WHAT IS BEING ASKED: Everything from the line containing "Spot the chili" to the final line of the records below should be given again exactly, and nothing else.

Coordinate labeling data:
**********

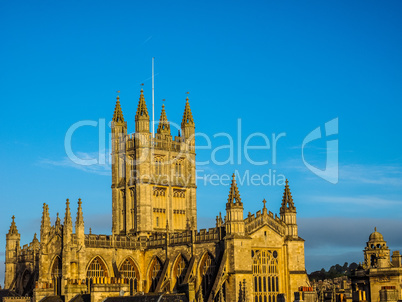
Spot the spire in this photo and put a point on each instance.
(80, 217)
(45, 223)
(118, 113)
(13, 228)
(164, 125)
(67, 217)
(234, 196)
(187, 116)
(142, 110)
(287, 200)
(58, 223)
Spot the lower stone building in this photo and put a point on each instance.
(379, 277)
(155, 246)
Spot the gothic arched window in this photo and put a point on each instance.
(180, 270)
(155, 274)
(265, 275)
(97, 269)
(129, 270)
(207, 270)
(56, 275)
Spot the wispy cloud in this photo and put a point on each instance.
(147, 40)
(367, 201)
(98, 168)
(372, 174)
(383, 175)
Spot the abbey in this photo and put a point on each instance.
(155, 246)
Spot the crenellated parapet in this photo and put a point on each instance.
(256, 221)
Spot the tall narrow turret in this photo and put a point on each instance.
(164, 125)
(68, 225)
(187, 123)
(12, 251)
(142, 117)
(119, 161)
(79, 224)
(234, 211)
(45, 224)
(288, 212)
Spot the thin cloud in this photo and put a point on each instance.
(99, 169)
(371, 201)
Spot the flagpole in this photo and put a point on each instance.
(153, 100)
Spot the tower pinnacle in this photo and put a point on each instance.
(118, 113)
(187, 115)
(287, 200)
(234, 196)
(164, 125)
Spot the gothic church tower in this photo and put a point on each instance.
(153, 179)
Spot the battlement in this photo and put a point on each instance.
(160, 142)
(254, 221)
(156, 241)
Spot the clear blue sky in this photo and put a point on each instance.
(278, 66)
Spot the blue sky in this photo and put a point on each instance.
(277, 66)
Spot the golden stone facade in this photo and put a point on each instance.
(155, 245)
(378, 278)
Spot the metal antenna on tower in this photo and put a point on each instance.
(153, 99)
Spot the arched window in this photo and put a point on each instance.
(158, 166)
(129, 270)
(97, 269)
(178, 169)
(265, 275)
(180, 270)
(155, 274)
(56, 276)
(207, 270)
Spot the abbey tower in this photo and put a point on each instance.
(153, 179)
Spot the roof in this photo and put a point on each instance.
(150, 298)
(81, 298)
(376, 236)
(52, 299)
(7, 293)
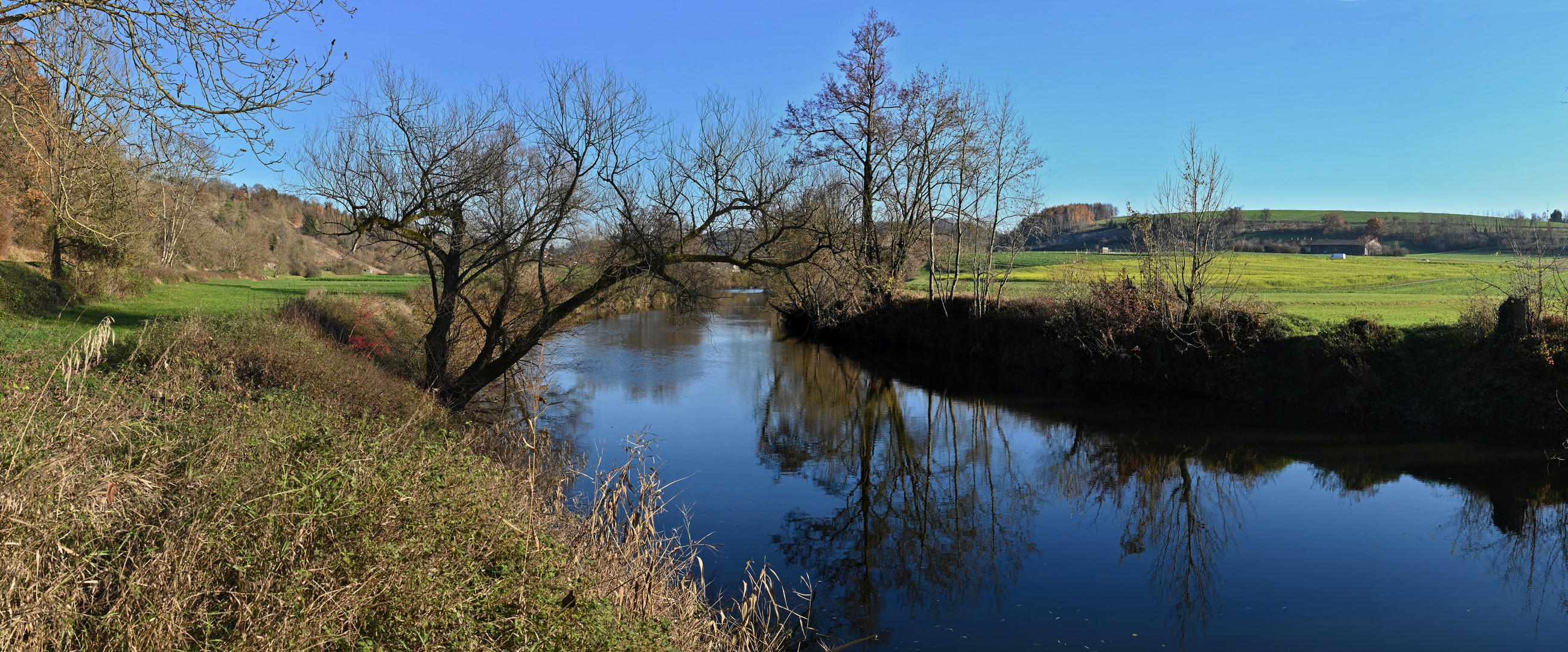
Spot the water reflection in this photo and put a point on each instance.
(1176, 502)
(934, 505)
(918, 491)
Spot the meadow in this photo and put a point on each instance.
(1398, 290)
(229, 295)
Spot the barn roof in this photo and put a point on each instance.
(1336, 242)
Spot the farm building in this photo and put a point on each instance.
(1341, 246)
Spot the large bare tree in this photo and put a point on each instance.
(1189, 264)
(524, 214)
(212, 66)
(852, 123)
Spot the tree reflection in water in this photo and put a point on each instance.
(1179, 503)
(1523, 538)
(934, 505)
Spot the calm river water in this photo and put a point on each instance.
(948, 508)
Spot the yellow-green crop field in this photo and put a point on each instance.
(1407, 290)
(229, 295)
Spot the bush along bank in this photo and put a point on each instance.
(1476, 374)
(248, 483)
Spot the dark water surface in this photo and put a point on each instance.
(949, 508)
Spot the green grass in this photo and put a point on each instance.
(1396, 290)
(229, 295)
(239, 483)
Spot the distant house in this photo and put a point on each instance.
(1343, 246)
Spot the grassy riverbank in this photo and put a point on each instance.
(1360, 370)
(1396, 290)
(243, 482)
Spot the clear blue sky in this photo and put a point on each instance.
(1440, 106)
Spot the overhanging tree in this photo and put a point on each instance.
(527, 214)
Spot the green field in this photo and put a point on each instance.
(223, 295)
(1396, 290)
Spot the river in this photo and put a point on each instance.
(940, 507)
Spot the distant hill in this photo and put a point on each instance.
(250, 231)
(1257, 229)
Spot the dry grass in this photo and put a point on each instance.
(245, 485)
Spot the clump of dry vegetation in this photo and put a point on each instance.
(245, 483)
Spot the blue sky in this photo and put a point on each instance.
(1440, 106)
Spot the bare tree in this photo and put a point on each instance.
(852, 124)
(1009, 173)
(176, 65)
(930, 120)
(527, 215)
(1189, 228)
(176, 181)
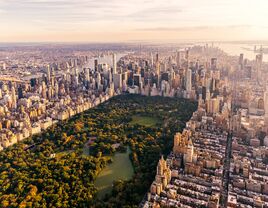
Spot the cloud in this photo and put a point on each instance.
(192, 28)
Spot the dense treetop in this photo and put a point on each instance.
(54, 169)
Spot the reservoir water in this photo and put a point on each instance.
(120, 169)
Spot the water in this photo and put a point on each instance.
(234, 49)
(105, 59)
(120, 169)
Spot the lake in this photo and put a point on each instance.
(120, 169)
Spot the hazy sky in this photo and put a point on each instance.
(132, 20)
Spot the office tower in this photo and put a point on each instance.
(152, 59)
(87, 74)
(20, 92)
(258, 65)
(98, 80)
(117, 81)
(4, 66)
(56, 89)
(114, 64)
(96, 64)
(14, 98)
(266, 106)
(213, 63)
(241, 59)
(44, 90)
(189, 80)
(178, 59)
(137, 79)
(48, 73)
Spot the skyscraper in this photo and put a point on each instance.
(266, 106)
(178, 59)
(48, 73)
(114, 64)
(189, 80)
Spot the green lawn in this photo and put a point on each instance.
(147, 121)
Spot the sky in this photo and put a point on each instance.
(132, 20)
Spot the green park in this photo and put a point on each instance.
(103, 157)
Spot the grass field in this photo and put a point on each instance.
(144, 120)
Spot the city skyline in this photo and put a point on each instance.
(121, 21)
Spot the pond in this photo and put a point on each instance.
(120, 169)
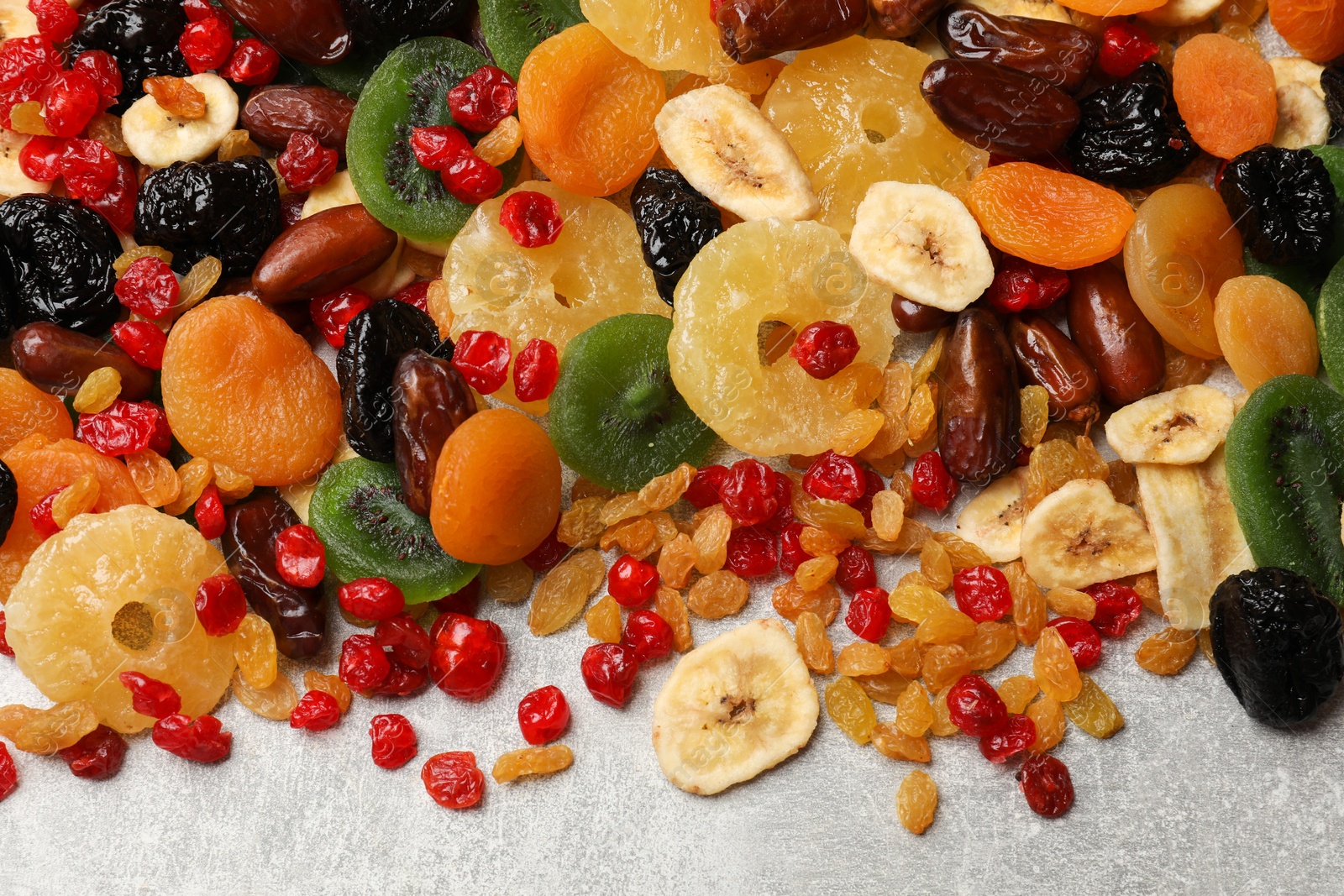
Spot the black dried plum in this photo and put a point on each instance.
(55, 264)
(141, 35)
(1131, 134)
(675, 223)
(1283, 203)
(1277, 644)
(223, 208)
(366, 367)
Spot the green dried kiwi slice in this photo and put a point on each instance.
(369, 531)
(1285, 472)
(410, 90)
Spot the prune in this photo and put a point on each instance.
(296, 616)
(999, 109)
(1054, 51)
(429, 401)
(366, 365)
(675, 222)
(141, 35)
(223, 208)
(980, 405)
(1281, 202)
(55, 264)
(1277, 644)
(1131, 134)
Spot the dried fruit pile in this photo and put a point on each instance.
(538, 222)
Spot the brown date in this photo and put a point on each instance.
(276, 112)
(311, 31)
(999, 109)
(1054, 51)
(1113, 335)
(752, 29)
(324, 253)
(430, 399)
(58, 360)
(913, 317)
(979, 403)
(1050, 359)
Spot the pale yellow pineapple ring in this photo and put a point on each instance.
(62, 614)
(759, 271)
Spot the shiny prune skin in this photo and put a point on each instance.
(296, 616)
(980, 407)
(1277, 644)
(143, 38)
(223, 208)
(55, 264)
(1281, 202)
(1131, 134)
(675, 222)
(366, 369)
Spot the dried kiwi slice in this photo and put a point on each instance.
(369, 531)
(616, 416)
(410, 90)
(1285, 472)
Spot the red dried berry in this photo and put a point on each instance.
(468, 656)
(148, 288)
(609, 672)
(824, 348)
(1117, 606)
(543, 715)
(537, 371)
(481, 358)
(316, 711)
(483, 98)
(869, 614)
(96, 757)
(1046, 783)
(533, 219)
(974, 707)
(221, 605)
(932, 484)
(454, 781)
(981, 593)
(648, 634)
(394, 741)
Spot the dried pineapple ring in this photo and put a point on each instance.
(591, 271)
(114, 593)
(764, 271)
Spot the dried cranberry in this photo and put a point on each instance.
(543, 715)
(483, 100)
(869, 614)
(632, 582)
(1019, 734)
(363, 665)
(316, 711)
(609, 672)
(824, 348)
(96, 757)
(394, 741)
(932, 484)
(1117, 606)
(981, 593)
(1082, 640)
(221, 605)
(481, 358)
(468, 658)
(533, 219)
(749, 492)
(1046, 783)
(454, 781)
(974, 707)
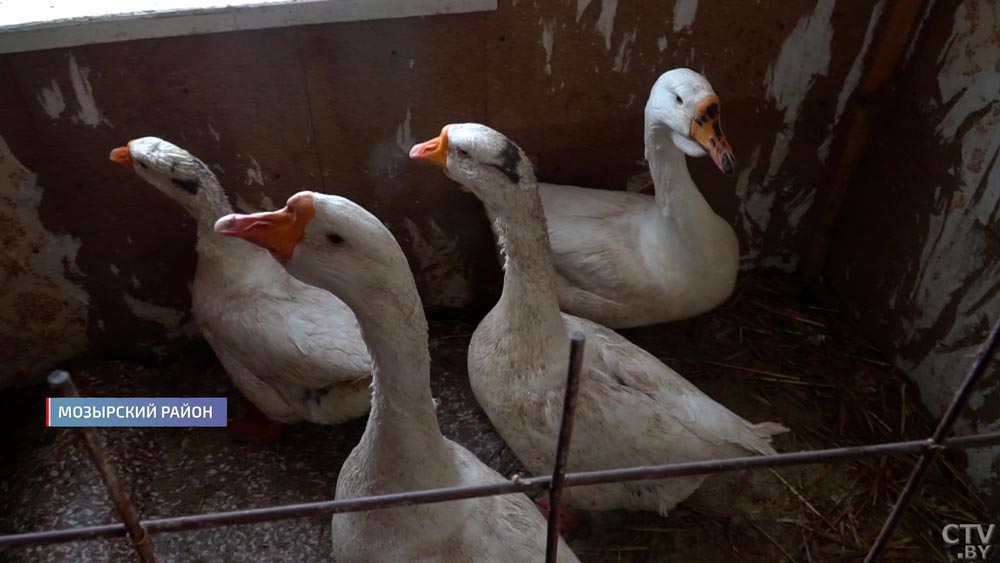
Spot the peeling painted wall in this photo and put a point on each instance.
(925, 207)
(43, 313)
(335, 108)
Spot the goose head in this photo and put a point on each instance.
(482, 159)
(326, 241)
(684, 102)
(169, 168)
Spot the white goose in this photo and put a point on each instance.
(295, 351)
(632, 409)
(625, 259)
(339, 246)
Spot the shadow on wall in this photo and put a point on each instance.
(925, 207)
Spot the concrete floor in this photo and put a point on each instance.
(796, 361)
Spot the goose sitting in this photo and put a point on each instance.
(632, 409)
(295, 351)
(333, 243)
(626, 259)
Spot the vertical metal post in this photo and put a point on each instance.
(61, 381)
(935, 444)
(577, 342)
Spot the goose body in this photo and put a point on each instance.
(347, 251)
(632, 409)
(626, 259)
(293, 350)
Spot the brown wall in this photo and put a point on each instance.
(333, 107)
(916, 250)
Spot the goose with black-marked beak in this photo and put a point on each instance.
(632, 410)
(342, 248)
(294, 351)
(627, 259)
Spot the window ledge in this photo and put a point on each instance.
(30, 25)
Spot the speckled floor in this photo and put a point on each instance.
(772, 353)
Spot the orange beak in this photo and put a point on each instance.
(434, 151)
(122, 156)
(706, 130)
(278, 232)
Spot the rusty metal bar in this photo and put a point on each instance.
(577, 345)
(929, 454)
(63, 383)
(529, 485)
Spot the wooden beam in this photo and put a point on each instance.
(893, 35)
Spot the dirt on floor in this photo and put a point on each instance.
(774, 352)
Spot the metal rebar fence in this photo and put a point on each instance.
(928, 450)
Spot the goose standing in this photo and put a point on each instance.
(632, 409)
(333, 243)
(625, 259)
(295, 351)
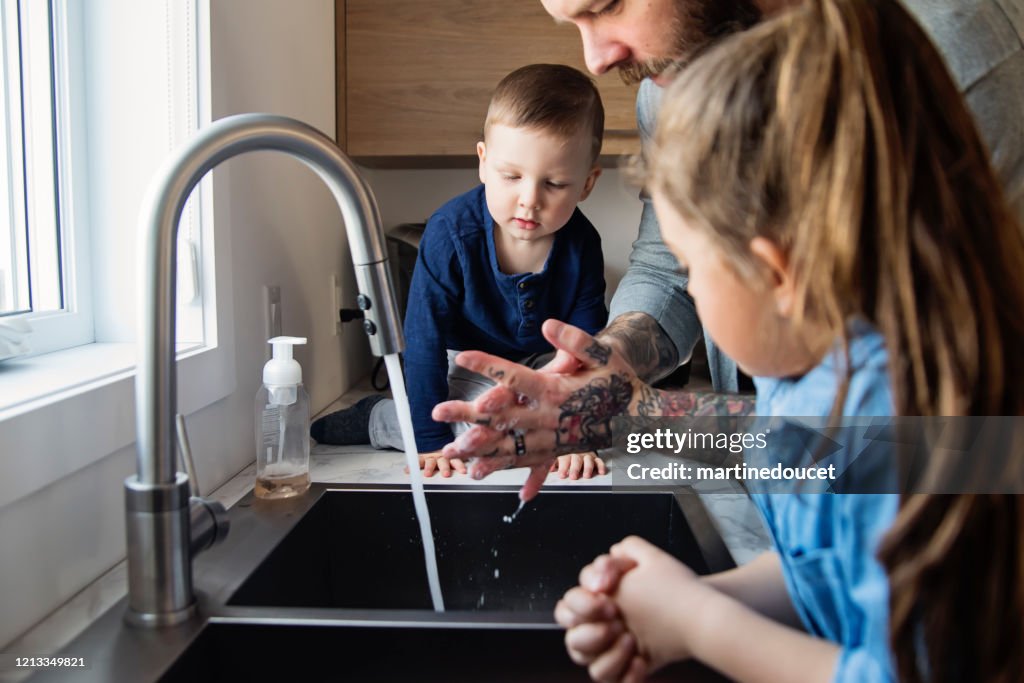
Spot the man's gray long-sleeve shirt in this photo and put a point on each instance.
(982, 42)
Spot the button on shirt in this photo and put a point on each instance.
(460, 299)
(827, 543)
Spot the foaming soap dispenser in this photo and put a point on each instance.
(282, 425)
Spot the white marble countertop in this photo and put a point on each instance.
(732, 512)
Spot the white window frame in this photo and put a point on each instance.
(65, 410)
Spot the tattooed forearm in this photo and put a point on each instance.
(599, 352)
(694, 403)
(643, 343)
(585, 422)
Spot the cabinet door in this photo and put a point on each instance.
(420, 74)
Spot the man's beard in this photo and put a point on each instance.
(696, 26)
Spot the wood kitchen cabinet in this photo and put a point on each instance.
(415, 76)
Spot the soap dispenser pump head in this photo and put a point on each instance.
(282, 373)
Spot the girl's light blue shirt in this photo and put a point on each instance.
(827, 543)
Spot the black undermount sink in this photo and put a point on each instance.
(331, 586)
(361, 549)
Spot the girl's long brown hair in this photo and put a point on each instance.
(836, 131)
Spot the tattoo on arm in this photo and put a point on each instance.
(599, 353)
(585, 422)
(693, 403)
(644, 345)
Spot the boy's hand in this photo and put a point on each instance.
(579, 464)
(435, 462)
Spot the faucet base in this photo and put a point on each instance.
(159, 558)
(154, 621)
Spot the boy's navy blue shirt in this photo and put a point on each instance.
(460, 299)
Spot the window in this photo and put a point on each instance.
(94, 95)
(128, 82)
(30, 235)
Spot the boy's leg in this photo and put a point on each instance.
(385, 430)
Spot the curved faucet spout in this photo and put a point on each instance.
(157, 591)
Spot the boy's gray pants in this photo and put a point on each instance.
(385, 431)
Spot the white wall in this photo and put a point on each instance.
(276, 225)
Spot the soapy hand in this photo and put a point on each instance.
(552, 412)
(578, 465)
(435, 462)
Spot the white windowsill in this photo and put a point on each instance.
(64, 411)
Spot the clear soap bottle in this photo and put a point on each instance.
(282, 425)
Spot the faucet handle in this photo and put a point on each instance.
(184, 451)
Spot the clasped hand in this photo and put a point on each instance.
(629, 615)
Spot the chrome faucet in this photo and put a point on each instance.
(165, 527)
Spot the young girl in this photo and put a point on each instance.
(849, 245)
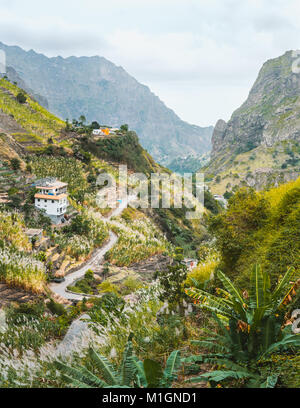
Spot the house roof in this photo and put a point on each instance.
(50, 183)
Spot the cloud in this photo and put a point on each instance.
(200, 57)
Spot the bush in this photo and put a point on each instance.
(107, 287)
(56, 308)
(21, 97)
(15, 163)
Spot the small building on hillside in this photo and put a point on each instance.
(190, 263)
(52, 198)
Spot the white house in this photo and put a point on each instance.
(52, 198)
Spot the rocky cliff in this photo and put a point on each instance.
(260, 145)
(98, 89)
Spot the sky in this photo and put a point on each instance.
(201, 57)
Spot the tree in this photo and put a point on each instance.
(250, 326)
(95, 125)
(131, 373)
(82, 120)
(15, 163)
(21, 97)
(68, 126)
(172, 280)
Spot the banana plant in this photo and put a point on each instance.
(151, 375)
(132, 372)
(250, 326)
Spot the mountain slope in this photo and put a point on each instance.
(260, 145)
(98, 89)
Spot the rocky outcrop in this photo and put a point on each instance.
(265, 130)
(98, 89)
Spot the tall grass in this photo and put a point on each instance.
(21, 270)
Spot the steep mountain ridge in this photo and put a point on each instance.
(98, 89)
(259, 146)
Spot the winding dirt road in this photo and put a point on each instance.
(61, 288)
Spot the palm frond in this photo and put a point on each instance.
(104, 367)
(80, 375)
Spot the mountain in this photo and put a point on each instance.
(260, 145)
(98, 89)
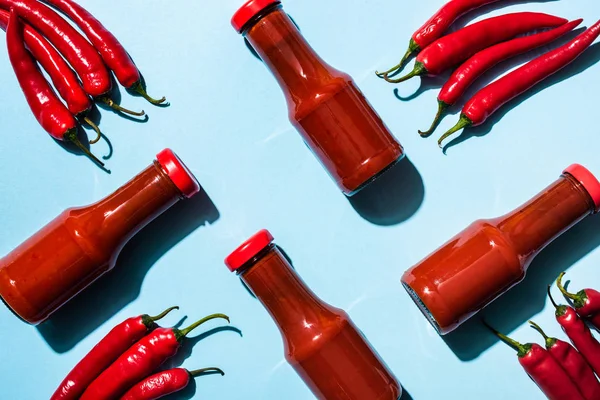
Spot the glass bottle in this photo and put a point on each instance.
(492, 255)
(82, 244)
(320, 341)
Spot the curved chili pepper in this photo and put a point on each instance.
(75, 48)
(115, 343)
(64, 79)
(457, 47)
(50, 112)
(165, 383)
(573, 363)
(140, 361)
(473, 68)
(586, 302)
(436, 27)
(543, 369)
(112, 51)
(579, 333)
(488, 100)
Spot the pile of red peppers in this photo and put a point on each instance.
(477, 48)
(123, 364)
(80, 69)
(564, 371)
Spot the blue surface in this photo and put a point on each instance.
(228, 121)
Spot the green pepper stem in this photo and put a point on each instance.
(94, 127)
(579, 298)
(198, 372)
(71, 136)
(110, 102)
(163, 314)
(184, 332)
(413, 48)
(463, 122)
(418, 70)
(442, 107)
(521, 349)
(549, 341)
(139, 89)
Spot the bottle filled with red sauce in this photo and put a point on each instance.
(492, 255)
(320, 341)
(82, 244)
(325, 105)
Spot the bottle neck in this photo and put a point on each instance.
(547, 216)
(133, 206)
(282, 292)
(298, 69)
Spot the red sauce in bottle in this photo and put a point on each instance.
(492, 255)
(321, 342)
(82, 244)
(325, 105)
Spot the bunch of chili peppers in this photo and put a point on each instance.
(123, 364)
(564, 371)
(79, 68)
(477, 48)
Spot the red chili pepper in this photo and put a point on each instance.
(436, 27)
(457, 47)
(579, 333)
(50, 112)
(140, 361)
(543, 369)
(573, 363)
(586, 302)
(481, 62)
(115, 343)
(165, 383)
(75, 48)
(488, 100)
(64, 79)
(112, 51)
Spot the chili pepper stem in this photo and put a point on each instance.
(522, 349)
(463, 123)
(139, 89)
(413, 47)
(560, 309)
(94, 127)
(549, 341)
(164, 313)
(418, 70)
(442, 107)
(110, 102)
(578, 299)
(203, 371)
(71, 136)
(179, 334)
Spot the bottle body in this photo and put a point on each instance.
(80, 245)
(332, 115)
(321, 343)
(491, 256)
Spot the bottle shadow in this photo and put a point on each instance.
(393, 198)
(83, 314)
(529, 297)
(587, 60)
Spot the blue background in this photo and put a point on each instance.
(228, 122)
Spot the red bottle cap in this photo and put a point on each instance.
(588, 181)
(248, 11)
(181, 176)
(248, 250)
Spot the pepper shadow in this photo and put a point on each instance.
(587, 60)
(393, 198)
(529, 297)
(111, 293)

**********

OUTPUT FOR THIS TASK:
Spot the chili pepper stem in this photo and put a point on each instance.
(522, 349)
(463, 123)
(139, 89)
(413, 47)
(560, 309)
(94, 127)
(549, 341)
(164, 313)
(418, 70)
(442, 107)
(110, 102)
(578, 299)
(203, 371)
(71, 136)
(179, 334)
Spot the bottle body in this photo and put a point on each instance.
(80, 245)
(332, 115)
(321, 343)
(491, 256)
Spot the bottle shadow in this photo and put a point on each instance.
(393, 198)
(83, 314)
(529, 297)
(587, 60)
Spot the blue background in this photo and put a point on each instance.
(228, 122)
Spot the red bottle cap in this photo and put a point on each instance.
(588, 181)
(248, 11)
(181, 176)
(248, 250)
Spot the pepper shadow in this photo and put a point on each instance.
(587, 60)
(393, 198)
(529, 297)
(111, 293)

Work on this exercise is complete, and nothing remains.